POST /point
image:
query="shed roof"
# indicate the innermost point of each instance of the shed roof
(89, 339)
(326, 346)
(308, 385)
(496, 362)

* * * * * * * * *

▶ **TO DO**:
Transcribe all the material exactly.

▶ **SOLUTION BELOW**:
POST /point
image:
query="shed roof"
# indicate the innermost point of each instance of the shed roof
(89, 339)
(326, 346)
(308, 385)
(496, 362)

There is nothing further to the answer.